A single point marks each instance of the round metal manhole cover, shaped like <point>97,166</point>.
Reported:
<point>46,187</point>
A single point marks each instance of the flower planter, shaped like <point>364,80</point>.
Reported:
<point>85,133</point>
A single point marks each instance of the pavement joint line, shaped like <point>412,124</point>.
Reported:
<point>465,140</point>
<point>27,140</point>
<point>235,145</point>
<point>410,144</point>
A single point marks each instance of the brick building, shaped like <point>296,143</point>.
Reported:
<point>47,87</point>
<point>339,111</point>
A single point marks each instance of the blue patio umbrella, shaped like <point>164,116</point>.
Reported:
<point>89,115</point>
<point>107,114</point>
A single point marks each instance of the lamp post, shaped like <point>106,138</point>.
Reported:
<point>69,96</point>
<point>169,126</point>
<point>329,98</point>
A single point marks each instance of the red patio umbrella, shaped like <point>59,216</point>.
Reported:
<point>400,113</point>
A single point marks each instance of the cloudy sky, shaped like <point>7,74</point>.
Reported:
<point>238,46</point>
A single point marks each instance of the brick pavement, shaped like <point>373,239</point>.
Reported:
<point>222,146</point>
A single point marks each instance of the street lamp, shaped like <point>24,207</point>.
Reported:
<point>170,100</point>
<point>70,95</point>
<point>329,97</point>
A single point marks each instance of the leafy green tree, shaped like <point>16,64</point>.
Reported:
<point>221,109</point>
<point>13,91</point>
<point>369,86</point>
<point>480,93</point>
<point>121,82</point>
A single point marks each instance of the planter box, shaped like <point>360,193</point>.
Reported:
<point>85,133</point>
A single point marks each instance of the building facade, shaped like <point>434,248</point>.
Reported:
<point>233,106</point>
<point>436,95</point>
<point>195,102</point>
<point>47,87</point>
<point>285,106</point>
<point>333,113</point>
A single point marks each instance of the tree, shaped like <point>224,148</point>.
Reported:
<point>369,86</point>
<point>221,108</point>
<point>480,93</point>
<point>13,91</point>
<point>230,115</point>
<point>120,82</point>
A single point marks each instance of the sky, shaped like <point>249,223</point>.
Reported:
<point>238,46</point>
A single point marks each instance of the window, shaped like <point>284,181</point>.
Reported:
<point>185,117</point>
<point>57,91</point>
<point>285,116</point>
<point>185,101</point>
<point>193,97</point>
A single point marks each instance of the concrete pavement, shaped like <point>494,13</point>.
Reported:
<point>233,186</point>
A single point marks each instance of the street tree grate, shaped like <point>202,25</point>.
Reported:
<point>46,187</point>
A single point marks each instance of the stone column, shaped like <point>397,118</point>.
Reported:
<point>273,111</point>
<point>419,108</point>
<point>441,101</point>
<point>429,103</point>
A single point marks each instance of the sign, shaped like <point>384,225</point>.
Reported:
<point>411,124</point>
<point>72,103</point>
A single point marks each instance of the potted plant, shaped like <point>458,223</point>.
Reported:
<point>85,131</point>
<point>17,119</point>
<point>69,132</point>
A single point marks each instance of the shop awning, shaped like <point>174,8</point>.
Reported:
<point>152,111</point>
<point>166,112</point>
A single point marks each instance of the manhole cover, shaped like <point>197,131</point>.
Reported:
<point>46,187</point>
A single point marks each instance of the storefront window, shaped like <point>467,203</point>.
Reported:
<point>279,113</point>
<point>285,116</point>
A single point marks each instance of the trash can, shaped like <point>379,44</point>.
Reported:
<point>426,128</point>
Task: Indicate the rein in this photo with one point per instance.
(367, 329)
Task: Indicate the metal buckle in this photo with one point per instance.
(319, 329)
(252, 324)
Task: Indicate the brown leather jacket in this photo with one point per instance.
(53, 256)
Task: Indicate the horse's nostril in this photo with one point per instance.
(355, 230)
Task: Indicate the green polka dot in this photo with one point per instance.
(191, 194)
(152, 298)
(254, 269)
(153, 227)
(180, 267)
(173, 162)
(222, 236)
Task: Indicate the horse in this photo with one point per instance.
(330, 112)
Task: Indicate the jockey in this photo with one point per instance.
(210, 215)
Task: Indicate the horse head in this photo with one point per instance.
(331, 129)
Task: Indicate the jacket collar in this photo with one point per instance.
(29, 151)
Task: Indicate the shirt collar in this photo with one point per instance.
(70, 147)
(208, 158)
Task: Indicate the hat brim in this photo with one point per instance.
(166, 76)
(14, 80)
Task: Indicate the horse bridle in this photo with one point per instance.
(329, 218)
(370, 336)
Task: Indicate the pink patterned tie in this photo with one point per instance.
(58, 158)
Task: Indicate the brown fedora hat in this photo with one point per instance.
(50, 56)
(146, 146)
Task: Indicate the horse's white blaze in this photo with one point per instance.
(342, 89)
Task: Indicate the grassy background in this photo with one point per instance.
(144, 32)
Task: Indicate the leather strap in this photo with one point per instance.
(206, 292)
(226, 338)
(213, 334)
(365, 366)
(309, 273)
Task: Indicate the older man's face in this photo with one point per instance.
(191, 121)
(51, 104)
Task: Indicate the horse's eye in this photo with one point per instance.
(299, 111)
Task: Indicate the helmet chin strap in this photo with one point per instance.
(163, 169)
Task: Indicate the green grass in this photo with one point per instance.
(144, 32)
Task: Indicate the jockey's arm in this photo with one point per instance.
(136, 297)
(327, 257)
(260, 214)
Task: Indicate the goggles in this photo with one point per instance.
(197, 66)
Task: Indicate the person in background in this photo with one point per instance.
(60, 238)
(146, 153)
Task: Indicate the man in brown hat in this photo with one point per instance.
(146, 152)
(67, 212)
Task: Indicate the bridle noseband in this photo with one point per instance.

» **WORK REQUIRED**
Can you give all the rows above again, changing every "patio umbrella" to "parasol" and leaving everything else unchanged?

» **SOLUTION TO THE PROBLEM**
A single point marks each instance of the round metal manhole cover, shaped like <point>97,166</point>.
Reported:
<point>46,187</point>
A single point marks each instance of the flower planter, shaped like <point>364,80</point>.
Reported:
<point>85,133</point>
A single point marks each instance of the pavement joint line, shaped like <point>412,124</point>.
Reported:
<point>465,140</point>
<point>27,140</point>
<point>235,145</point>
<point>410,144</point>
A single point marks each instance of the brick building, shaped like <point>296,143</point>.
Reported:
<point>47,87</point>
<point>339,111</point>
A single point marks each instance of the blue parasol, shaped like <point>164,116</point>.
Reported:
<point>89,115</point>
<point>107,114</point>
A single point marks each instance of the lamp post, shaped like <point>106,138</point>.
Reported:
<point>69,96</point>
<point>169,126</point>
<point>329,98</point>
A single point marks each instance of the red parasol, shaped like <point>59,216</point>.
Reported:
<point>400,113</point>
A single point marks each instance of the cloudy sky, shaped like <point>7,74</point>.
Reported:
<point>238,46</point>
A single point marks each instance of the brick pavement, shaped like <point>373,239</point>.
Reported:
<point>222,146</point>
A single point marks each instance of the street lamp, shaped like <point>24,207</point>.
Reported:
<point>170,100</point>
<point>70,95</point>
<point>329,97</point>
A single point marks each instance of the leafy green tree, shaped like <point>16,64</point>.
Reported:
<point>221,109</point>
<point>13,91</point>
<point>369,86</point>
<point>480,93</point>
<point>121,82</point>
A single point marks each instance of the planter box, shaped like <point>360,193</point>.
Reported:
<point>85,133</point>
A single point marks each instance of the building facade, shaped like <point>434,248</point>.
Reported:
<point>233,106</point>
<point>436,95</point>
<point>195,102</point>
<point>47,87</point>
<point>285,106</point>
<point>333,113</point>
A single point marks each instance of the tree, shaped like <point>224,148</point>.
Reported:
<point>369,86</point>
<point>221,108</point>
<point>480,93</point>
<point>13,91</point>
<point>230,115</point>
<point>120,82</point>
A single point marks each instance of the sky, shaped like <point>249,223</point>.
Reported:
<point>238,46</point>
A single point marks each instance of the window, shaped like <point>284,181</point>.
Reported:
<point>185,117</point>
<point>57,91</point>
<point>285,116</point>
<point>185,101</point>
<point>193,97</point>
A single point marks each instance of the concrete pavement, shaped like <point>494,13</point>.
Reported:
<point>233,186</point>
A single point marks each instance of the street tree grate, shaped like <point>202,25</point>.
Reported:
<point>46,187</point>
A single point marks each instance of the stone column, shaped like <point>397,118</point>.
Reported:
<point>273,111</point>
<point>419,108</point>
<point>441,101</point>
<point>429,103</point>
A single point marks each instance of the sign, shaped like <point>384,225</point>.
Reported:
<point>411,124</point>
<point>72,103</point>
A single point marks each instance of the potted plant, shaped like <point>458,223</point>.
Reported:
<point>85,131</point>
<point>17,119</point>
<point>69,132</point>
A single point marks each instance of the shop awning, shaped like <point>174,8</point>.
Reported:
<point>152,111</point>
<point>166,112</point>
A single point marks each instance of the manhole cover, shaped like <point>197,131</point>.
Reported:
<point>46,187</point>
A single point marks each instance of the storefront window, shaped like <point>467,203</point>.
Reported:
<point>279,113</point>
<point>285,116</point>
A single point marks each instance of the trash can, shaped like <point>379,44</point>.
Reported:
<point>426,128</point>
Task: Indicate the rein in this photo with one point per instance.
(367, 329)
Task: Indicate the metal buckle in this photo with one point per instance.
(319, 329)
(252, 324)
Task: Indicate the brown leather jacket in this photo with one point per instance.
(53, 256)
Task: Indicate the horse's nostril in this photo with one point per instance.
(355, 230)
Task: Indicate the green polka dot in this photo with one point per instance.
(191, 194)
(152, 298)
(254, 269)
(153, 227)
(180, 267)
(173, 162)
(222, 236)
Task: Indicate the horse in this photo with one point per instance.
(330, 112)
Task: Indicate the jockey in this photo with one point per instance.
(210, 215)
Task: Indicate the horse head in this photo with one point per instance.
(331, 129)
Task: Indicate the jacket collar in this photo with one point per instance.
(29, 151)
Task: Indicate the shirt collar in this photo with one point per instance.
(70, 147)
(208, 158)
Task: Indicate the hat brim in this photo with one point per instance.
(166, 76)
(14, 80)
Task: Indicate the horse bridle in this photo with one point per instance.
(329, 218)
(370, 336)
Task: Indicate the pink patterned tie in this photo with one point per instance.
(58, 158)
Task: Indicate the brown fedora hat in this photo with one point per instance.
(50, 56)
(146, 146)
Task: Indicate the horse's white blaze in this photo with one point per instance.
(342, 89)
Task: Indicate the grassy background in this photo with one point per instance.
(144, 32)
Task: Indicate the leather strap in this photo with one point per instance.
(206, 292)
(226, 338)
(213, 334)
(365, 366)
(309, 273)
Task: Indicate the older man's face in this photo with one point per instance.
(191, 121)
(51, 104)
Task: Indicate the horse's eye in this photo with one point per instance.
(299, 111)
Task: Indicate the helmet chin strap in this photo with one point per instance.
(163, 169)
Task: Indicate the green grass in this photo with one point per instance.
(144, 32)
Task: Indicate the jockey's arm in this photo with one point per instance.
(136, 297)
(327, 257)
(260, 214)
Task: Indicate the goggles in this photo with one point per instance.
(197, 66)
Task: Indicate the person in background in this photo with one point per instance.
(60, 238)
(146, 153)
Task: Indicate the man in brown hat in this photo with one point per instance.
(146, 152)
(67, 212)
Task: Indicate the bridle noseband in this photo with one point per instance.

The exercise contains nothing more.